SOURCE MATERIAL

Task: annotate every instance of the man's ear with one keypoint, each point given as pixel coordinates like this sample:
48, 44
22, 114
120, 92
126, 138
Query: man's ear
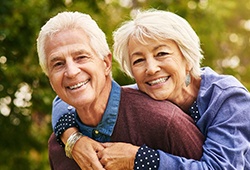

EXERCISE AIM
Copy the material above verbatim, line for line, and leave out the picture.

TASK SOLUTION
Task: annotate every instance of the man's ear with one keypoint, each point given as pixel coordinates like this sample:
48, 44
22, 114
120, 92
126, 138
Query: man's ear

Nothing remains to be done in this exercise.